> [YOUR TASKS]
1/ Please sum up the article on AI-generated pull request spam in two sentences.
2/ Carry the article on AI-generated pull request spam forward with the paragraph that comes next.

> [EXCERPT]
━━━━
AI-Generated PR Spam Is Open Source's New Email Problem
When OpenClaw became GitHub’s fastest-growing repo, its pull request volume exploded from two a week to 3,400, and its merge rate collapsed from 48% to under 10%. Most of the flood was low-effort output from contributors’ own AI coding agents — one person filed 106 PRs in a day, a few seconds apart. Greptile, which runs AI review on the repo, argues this mirrors early-2000s email spam: once the cost of sending drops to near zero on a trusted platform, volume and abuse follow. The emerging fixes look familiar too — blocklists, confidence filters, and reputation scoring. OpenClaw already merges first-time contributors at 8.2% versus 18.6% for repeat ones, and Mitchell Hashimoto’s Vouch system for Ghostty functions as a sender-reputation layer that gates who can contribute at all.
A subtler problem is convergence. Linus’s Law assumes many eyes bring diverse perspectives, but when everyone prompts the same models — Claude, Codex, Cursor — contributions start to look alike. On OpenClaw, ten-plus people independently submitted the same SearXNG search-provider feature, six fixed the same Brave Search locale bug, and five found the same timeout deadlock. The diversity of thought that makes open source work erodes when the underlying reasoning is outsourced to identical tools with identical prompts.
━━━━
> [INFORMATION]
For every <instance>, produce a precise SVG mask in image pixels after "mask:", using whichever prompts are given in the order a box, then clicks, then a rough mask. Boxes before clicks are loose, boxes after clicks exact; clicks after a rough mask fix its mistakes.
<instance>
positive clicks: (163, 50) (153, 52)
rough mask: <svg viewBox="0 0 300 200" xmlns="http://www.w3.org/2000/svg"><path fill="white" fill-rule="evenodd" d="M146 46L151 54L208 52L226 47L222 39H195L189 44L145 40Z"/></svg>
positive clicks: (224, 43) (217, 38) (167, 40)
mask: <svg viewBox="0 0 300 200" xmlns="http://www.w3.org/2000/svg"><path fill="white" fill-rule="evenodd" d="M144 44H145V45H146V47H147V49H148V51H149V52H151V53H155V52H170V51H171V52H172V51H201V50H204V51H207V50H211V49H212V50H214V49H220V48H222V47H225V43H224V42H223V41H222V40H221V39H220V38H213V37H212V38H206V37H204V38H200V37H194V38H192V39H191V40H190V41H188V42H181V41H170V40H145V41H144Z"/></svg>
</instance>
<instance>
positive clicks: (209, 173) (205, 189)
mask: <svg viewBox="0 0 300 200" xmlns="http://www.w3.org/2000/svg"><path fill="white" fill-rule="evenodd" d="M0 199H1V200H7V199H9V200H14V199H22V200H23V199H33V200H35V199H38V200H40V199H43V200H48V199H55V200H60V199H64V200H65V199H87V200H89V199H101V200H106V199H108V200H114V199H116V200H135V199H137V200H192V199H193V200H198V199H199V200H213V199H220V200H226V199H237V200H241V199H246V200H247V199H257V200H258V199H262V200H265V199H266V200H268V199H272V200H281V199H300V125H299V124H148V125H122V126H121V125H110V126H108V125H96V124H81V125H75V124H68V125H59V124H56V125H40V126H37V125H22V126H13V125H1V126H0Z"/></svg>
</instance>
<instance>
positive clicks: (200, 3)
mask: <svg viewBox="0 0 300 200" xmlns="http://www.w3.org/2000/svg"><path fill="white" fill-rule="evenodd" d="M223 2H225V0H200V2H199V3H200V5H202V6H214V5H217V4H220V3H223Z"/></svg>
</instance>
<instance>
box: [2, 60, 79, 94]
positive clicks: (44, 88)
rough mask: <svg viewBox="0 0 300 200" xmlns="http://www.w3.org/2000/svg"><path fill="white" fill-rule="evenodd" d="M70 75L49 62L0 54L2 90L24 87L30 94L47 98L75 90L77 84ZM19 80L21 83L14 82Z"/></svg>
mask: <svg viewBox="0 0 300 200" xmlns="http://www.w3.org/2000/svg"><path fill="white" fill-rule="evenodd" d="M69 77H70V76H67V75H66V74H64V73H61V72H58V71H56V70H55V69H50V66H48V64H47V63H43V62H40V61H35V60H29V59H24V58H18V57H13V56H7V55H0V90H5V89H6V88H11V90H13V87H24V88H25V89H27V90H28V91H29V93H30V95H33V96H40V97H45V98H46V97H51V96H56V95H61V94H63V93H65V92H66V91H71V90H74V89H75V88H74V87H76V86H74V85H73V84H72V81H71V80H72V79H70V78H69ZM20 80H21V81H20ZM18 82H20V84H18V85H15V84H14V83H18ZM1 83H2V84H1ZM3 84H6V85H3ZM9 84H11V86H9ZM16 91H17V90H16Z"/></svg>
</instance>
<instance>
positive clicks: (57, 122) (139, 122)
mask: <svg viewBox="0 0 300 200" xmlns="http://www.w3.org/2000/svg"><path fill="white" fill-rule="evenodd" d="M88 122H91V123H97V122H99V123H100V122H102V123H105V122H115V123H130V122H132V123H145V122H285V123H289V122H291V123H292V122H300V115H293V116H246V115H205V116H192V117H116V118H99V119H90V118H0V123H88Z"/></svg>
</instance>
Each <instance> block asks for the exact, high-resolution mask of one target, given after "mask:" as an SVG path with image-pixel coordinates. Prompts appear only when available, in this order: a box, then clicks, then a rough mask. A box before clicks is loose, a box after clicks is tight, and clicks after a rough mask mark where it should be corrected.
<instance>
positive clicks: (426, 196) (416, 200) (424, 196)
━━━━
> [ANSWERS TO THE PROBLEMS]
1/ After OpenClaw became GitHub's fastest-growing repo, its pull requests jumped from two a week to 3,400, mostly low-effort output from contributors' AI coding agents, and its merge rate fell from 48% to under 10%. Greptile compares this to early-2000s email spam, with similar fixes such as blocklists, confidence filters, and reputation scoring, and the article also warns that contributions converge and lose diversity of thought when everyone prompts the same models.

2/
What survives review tells the real story: refactors merge at 35% while novel features merge at just 9%. Changes that demand deep understanding of the existing codebase outperform greenfield construction by roughly 4x, because an agent told to “build a memory system” can’t reverse-engineer the non-obvious architectural tradeoffs a human who studied the system can encode into a prompt. The thinking matters more than the typing. The takeaway is that open source can now build at unprecedented speed, but it will need stronger primitives for identity, reputation, and contribution validation to absorb the resulting noise.